Tasks for this exercise:
1 - According to the article about the Washington Football Team protest, how many signatures had the Change.org petition collected at the time of publication?
2 - Summarize the article about the Washington Football Team protest in two sentences.
3 - Reproduce the article about the Washington Football Team protest from "While many of" to "over 41,000 signatures.".

Text:
On Monday night, the Washington Football Team will take on the Seattle Seahawks for the coveted Monday Night Football slot, and the evening is shaping up to be a dazzling showstopper in the eyes of its platitude-swinging, reputation-obsessed overlord, the NFL. As part of league’s “Inspire Change” initiative, rapper Wale is set to perform, the Team is debuting its inaugural “Shop Black” holiday market uplifting Black business owners in the area, and DC Go-Go band Black Alley Band will be featured in a pregame performance of “Lift Every Voice & Sing.”
But many former Washington Football Team employees are interpreting command differently as they prepare to protest the NFL’s mishandling of Washington’s workplace probe, in-person at FedEx Field during the game Monday night.
While many of the women who were sexually harassed and verbally abused while employed by the Washington Football Team have tirelessly trumpeted their warnings on social media and on newscasts, Monday night’s protest marks the first time some of the women are joining forces in-person to put their disdain of NFL commissioner Roger Goodell, Washington Football Team owner Dan Snyder, and the league’s overarching complicity on full blast. Unlike the NFL’s empty promise, they hope to actually inspire change by demanding the league release its full findings of the Washington Football Team investigation. At the time of publication, the Change.org petition the women started, demanding the NFL “Release the Report” has garnered over 41,000 signatures.

[Stored data entries]
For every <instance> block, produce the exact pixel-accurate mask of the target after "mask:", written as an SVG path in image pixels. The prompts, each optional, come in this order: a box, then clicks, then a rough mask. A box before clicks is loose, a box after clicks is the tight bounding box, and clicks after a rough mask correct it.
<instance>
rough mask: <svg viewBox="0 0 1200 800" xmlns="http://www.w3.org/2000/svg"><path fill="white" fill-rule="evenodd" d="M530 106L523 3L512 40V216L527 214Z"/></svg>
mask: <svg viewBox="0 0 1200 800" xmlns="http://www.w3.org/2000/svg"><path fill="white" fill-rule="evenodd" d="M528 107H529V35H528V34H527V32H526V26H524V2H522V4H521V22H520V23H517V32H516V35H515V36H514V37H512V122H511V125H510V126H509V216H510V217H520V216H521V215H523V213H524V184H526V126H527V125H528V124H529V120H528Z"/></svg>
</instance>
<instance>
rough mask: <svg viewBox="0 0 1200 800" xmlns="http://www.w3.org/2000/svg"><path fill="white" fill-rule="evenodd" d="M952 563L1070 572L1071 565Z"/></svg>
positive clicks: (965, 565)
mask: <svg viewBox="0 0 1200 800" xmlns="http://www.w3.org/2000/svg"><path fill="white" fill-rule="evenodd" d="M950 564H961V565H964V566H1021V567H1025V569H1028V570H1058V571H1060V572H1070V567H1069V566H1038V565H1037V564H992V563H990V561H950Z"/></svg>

Responses by item number:
1 - Over 41,000 signatures.

2 - The Washington Football Team plays the Seattle Seahawks on Monday Night Football, with a rapper's performance, a "Shop Black" holiday market, and a pregame "Lift Every Voice & Sing" scheduled as part of the NFL's "Inspire Change" initiative. Former team employees, including women who were sexually harassed and verbally abused while working there, plan an in-person protest at FedEx Field during the game to demand that the league release the full findings of its investigation of the team.

3 -
While many of the women who were sexually harassed and verbally abused while employed by the Washington Football Team have tirelessly trumpeted their warnings on social media and on newscasts, Monday night’s protest marks the first time some of the women are joining forces in-person to put their disdain of NFL commissioner Roger Goodell, Washington Football Team owner Dan Snyder, and the league’s overarching complicity on full blast. Unlike the NFL’s empty promise, they hope to actually inspire change by demanding the league release its full findings of the Washington Football Team investigation. At the time of publication, the Change.org petition the women started, demanding the NFL “Release the Report” has garnered over 41,000 signatures.